ASSIGNED TASK. The answer should hold nothing but the lines from the one with "In this photo, where can the car" through the end of the listing below, each exactly as written.
═════ DATASET RECORDS
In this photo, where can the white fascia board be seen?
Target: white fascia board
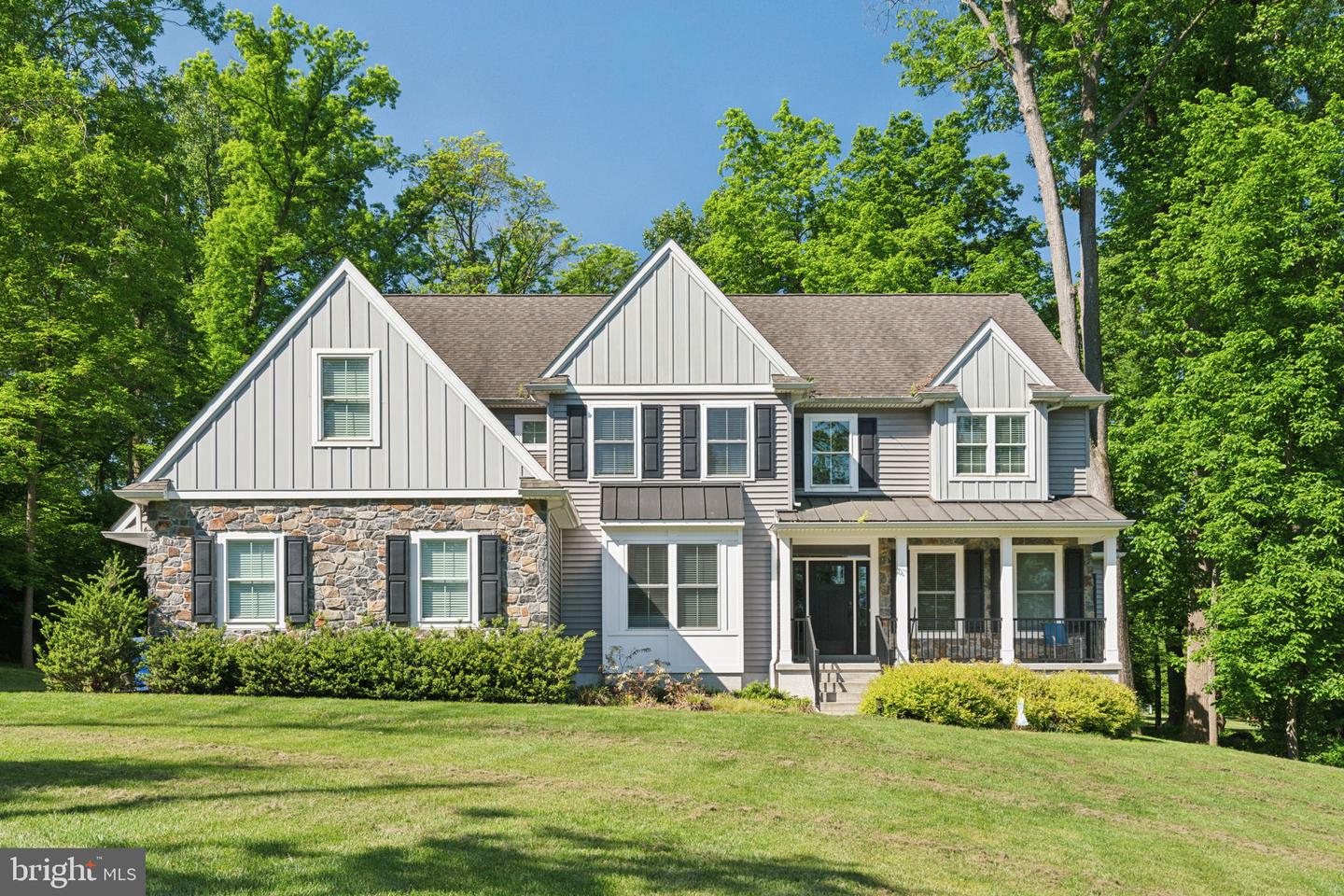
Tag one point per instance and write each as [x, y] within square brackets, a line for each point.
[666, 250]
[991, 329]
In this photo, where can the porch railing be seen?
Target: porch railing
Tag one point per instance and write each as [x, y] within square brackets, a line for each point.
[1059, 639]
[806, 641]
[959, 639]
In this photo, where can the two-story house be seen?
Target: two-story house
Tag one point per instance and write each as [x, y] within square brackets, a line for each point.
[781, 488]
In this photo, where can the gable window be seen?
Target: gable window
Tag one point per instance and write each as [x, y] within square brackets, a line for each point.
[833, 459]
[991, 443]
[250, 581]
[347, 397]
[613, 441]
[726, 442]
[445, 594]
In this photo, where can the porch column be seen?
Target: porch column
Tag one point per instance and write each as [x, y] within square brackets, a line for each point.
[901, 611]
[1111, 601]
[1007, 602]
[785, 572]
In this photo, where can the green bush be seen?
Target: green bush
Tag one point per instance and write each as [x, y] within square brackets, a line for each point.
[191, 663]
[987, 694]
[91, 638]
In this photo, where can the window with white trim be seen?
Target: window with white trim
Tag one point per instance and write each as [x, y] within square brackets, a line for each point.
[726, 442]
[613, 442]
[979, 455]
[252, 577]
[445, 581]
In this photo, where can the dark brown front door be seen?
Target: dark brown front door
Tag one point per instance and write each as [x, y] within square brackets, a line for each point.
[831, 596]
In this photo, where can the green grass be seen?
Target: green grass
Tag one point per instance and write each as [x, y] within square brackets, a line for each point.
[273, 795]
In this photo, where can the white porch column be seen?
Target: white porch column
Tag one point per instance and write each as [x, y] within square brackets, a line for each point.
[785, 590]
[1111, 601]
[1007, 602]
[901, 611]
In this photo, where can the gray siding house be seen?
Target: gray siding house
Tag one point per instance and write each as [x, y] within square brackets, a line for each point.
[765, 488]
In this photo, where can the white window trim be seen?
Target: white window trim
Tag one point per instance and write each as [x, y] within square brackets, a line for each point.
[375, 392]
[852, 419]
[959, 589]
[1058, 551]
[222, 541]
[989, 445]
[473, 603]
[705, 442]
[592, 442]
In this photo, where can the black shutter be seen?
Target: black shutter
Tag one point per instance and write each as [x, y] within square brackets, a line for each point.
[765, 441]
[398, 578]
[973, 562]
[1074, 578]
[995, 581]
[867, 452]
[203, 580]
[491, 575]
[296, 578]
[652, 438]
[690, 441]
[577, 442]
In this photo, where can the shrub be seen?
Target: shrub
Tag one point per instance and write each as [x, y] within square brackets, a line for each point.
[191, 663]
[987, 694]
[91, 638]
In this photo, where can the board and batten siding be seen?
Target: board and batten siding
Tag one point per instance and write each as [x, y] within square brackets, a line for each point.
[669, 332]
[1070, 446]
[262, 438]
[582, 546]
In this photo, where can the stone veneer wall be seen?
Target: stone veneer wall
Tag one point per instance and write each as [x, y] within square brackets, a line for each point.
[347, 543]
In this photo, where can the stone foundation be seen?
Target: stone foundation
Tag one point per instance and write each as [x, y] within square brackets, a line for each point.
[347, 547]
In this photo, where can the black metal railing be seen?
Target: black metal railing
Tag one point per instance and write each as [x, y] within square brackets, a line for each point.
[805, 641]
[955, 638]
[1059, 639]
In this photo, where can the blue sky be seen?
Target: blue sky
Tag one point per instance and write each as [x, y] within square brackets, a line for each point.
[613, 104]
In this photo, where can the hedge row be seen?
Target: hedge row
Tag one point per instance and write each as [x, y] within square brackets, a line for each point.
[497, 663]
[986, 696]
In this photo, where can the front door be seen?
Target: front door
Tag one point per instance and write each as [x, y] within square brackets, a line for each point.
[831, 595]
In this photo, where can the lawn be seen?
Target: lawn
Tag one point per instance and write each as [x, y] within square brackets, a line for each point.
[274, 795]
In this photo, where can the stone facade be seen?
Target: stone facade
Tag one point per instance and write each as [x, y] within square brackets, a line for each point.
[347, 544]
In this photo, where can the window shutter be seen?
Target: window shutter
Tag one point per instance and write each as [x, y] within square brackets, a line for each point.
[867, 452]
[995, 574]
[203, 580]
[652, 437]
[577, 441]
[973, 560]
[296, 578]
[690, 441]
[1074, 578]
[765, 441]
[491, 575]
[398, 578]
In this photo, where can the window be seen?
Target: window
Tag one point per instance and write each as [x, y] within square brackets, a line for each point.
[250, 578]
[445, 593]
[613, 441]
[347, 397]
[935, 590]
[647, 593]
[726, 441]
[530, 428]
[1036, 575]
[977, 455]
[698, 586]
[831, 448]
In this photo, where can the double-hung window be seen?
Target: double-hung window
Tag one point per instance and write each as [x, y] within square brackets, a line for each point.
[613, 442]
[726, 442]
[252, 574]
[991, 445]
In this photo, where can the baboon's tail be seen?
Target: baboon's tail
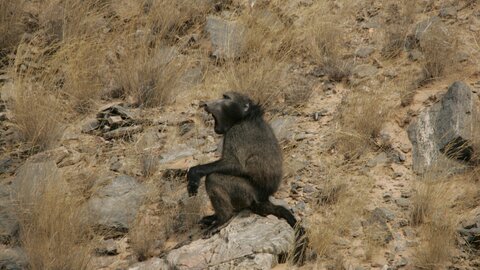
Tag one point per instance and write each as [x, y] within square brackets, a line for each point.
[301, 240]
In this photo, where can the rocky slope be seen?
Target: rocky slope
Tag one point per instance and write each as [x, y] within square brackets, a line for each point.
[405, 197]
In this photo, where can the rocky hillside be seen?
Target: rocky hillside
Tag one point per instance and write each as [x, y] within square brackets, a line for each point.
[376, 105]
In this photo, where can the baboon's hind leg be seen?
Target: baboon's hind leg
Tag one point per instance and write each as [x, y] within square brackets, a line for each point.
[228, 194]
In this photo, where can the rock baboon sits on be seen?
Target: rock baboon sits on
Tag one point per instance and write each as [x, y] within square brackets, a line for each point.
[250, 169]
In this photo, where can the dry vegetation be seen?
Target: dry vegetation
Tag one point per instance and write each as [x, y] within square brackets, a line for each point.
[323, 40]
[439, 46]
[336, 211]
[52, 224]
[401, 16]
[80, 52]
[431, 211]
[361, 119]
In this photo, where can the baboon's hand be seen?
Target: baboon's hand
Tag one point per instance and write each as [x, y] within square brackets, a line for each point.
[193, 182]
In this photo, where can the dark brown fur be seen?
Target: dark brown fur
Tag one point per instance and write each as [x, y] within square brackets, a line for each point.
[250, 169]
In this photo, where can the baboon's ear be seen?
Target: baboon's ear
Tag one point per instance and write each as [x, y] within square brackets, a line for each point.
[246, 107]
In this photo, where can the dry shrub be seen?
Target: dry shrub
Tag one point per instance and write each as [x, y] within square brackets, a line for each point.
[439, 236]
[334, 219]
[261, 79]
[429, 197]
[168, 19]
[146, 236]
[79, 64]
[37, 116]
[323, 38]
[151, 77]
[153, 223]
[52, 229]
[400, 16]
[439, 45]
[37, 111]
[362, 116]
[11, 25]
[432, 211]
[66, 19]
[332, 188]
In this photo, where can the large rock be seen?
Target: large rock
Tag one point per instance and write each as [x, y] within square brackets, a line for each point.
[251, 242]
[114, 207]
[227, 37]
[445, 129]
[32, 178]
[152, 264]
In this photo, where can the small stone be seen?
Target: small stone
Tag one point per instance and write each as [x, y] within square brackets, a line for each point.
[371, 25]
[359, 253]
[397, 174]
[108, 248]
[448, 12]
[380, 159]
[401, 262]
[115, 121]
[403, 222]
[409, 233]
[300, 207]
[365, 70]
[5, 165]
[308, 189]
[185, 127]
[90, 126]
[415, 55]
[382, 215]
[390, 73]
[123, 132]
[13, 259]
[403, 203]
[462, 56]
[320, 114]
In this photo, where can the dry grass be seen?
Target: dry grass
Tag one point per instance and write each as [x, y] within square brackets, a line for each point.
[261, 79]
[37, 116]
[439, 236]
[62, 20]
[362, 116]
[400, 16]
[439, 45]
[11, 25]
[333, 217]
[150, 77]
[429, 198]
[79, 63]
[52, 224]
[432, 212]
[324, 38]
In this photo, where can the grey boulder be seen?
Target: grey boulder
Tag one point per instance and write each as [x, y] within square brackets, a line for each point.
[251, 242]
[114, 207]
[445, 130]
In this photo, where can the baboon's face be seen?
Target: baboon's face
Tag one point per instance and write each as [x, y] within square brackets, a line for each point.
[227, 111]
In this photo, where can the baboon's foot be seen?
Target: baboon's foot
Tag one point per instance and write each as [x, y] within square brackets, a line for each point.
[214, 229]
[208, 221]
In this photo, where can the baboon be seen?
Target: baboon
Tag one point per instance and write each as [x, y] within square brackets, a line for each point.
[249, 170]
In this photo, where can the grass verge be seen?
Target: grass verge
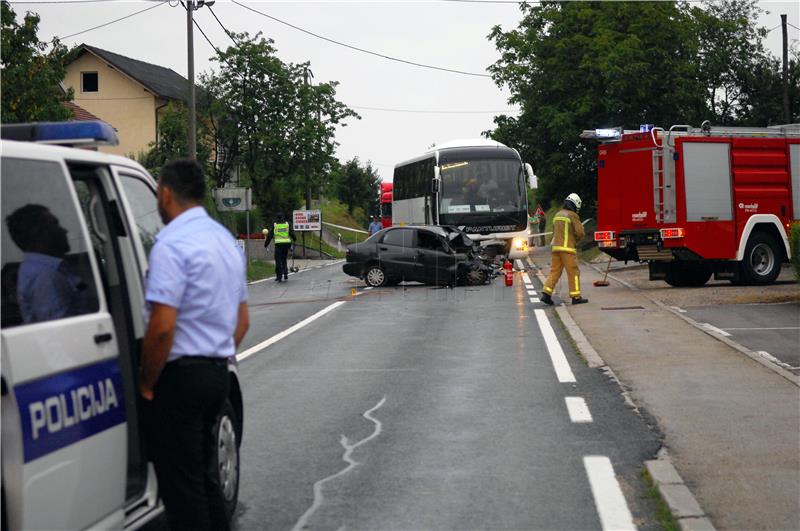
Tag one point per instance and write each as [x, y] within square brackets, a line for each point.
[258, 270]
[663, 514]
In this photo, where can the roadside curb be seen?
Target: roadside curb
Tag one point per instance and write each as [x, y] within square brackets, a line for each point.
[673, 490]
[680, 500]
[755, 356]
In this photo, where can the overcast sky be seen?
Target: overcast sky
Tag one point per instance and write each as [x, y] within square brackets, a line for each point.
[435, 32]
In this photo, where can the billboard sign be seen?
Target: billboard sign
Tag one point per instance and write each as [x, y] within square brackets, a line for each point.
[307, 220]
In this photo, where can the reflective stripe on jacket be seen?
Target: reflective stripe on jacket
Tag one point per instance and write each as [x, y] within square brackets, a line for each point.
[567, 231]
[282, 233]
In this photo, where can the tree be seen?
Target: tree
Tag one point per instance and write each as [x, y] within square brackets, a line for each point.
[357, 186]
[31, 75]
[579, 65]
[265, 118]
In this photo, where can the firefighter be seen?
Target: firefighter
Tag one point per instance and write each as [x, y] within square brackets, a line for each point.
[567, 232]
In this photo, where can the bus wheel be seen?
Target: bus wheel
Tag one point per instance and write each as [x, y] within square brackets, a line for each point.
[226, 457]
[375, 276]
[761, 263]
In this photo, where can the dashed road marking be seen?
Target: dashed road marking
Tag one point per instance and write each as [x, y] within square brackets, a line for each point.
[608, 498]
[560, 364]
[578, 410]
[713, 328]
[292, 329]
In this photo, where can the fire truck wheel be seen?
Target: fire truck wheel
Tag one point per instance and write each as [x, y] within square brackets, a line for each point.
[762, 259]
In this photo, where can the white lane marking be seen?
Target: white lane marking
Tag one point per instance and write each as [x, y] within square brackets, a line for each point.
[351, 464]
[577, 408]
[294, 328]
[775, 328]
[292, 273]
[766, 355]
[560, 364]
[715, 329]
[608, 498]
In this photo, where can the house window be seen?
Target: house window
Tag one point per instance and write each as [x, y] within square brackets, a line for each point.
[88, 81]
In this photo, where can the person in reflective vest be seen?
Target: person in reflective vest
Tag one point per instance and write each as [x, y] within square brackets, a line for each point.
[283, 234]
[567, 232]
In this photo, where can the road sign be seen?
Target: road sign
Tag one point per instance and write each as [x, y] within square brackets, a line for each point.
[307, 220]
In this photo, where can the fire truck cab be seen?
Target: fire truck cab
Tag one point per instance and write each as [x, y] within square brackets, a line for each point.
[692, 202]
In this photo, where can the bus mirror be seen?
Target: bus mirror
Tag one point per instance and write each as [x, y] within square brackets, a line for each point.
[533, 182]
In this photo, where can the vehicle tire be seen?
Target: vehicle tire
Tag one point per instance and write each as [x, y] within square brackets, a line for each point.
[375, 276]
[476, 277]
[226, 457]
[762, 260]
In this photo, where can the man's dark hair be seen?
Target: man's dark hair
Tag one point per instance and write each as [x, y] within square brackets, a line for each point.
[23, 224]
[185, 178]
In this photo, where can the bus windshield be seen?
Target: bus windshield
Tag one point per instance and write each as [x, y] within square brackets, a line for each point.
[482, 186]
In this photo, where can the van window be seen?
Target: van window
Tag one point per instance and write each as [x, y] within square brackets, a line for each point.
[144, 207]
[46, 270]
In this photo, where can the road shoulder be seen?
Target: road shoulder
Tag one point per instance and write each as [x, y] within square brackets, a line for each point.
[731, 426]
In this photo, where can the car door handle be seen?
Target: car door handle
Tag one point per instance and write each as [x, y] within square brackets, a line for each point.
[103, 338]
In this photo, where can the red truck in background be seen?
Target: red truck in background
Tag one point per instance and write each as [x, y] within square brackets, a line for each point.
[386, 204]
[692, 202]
══════════
TASK OUTPUT.
In this photo, where can the car door handle be seen?
Target: car door handle
Tag one point per instance and write each as [x, y] within square brackets, a line for each point.
[103, 338]
In this photo, where can the red truck in background be seen?
Target: red truck in background
Tag one point per instance and write each as [x, y] within square brackets, a line for each point.
[386, 204]
[692, 202]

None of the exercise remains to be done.